#### EXTRAIT DE PAGE
Je ne me suis jamais occupé d’accords fiscaux matériels avec une entreprise.

Jean-Claude Juncker, président de la Commission européenne et ancien Premier ministre luxembourgeois

Prochaine étape selon lui: l’assiette fiscale commune puis l’assiette commune consolidée pour la taxation des entreprises, «qui permettra de supprimer les disparités entre les systèmes nationaux tout en respectant le droit de chaque nation de décider de son propre taux». Une conviction loin d’être partagée par le Grand-Duché lors des discussions à Bruxelles. En attendant, la Commission planche sur une directive destinée à endiguer la facilitation de la fraude fiscale par des intermédiaires (avocats, conseillers, gestionnaires de fortune).

«Votre Commission a fait beaucoup plus que les précédentes et a abattu un travail colossal, même s’il n’est pas fini», reconnaît Louis Michel, eurodéputé belge (Alliance des libéraux et démocrates ALDE). Les autres députés de la commission Pana n’hésitent pas à reprendre un feu nourri d’attaques contre le président de la Commission, de la surreprésentation des intermédiaires luxembourgeois dévoilés par les Panama Papers à la légalité des ports francs, en passant par les récentes révélations sur les visites de l’ambassadeur luxembourgeois à Madère et les rescrits accordés à la pelle par le Luxembourg. «Je ne me suis jamais occupé d’accords fiscaux matériels avec une entreprise», martèle Jean-Claude Juncker, à peine agacé par l’interrogatoire poli qu’il subit une nouvelle fois.
########
OBJECTIF VISÉ |
Répondez aux questions suivantes sur l'extrait consacré à Jean-Claude Juncker.
1. Quelle fonction actuelle l'extrait attribue-t-il à Jean-Claude Juncker ?
2. Quels intermédiaires l'extrait cite-t-il à propos de la directive sur laquelle planche la Commission ?
3. De quel pays et de quel groupe politique Louis Michel est-il eurodéputé ?
#### EXTRAITS ENREGISTRÉS
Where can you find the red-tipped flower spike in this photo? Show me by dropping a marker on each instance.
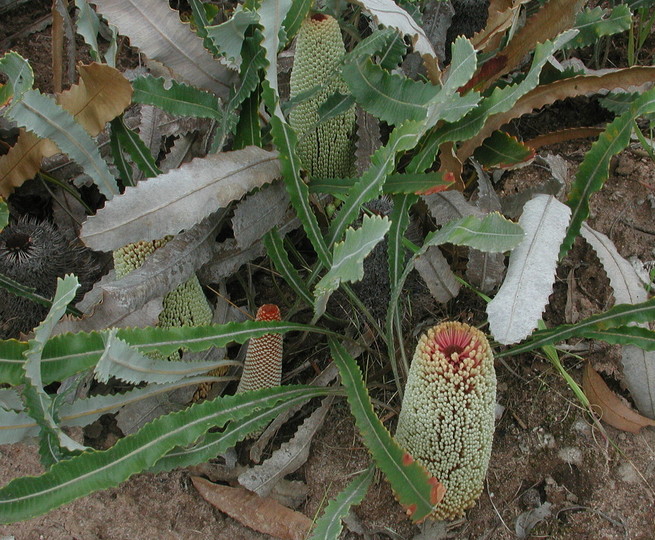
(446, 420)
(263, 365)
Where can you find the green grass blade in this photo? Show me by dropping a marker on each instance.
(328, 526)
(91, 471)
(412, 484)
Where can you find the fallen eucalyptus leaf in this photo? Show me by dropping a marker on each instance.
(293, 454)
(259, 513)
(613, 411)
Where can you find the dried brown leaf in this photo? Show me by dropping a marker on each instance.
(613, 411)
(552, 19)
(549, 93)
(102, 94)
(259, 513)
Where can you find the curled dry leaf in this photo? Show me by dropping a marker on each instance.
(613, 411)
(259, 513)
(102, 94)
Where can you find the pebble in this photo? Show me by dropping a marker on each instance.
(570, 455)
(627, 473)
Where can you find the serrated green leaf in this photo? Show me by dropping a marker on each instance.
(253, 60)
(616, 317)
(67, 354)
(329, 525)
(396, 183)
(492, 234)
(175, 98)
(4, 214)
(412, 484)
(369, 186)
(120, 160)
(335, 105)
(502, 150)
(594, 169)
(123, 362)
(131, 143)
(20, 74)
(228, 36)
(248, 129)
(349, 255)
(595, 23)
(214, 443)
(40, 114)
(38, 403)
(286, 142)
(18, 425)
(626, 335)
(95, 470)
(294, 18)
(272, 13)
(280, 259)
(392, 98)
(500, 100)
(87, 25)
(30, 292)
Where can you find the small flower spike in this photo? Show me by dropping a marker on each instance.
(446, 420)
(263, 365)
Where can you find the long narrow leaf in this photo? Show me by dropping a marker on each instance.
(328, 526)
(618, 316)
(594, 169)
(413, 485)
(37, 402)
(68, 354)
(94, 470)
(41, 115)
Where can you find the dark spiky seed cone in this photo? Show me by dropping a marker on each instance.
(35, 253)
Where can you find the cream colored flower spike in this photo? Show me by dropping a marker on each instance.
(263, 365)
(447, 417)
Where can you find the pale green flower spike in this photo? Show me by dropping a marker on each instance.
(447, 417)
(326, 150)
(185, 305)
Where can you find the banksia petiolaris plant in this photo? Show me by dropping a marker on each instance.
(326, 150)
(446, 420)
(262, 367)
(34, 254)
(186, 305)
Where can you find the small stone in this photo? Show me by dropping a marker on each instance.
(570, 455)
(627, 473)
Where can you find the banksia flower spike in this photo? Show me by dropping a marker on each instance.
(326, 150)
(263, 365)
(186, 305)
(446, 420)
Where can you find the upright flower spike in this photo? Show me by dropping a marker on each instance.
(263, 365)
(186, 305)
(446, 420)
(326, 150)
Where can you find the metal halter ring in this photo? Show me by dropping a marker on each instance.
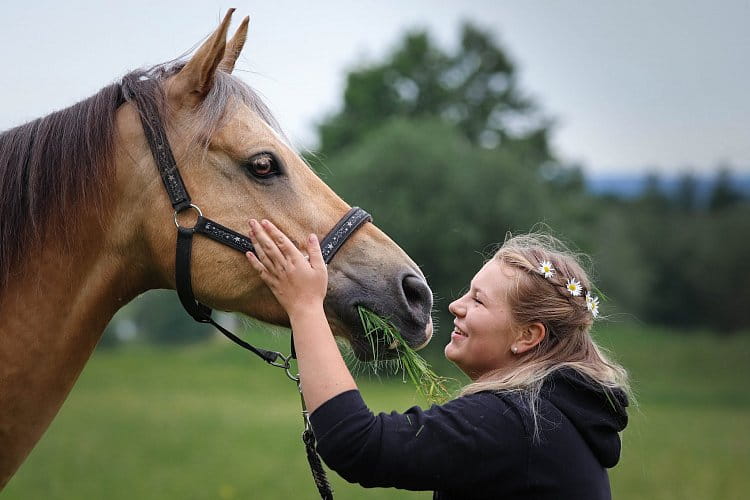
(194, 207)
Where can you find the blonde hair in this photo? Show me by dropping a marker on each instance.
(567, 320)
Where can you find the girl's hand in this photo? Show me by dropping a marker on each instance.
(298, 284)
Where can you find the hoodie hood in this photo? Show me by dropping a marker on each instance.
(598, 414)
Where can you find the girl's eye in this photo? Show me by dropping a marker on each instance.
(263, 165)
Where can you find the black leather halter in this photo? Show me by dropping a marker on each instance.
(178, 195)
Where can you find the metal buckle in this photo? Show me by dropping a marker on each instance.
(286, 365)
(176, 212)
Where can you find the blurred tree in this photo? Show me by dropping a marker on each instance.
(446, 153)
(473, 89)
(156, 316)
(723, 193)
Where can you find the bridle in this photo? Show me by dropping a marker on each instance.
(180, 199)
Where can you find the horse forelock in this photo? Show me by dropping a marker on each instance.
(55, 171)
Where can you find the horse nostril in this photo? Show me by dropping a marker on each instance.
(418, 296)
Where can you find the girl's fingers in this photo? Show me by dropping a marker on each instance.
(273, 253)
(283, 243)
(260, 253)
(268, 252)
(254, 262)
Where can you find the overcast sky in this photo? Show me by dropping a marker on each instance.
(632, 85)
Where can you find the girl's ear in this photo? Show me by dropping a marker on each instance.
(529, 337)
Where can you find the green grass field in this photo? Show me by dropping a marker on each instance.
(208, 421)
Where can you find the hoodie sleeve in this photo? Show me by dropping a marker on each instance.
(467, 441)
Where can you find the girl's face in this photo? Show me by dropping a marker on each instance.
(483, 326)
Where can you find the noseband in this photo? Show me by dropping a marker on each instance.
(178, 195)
########
RÉPONSE ATTENDUE |
1. Président de la Commission européenne.
2. Les avocats, les conseillers et les gestionnaires de fortune.
3. Il est eurodéputé belge, membre de l'Alliance des libéraux et démocrates (ALDE).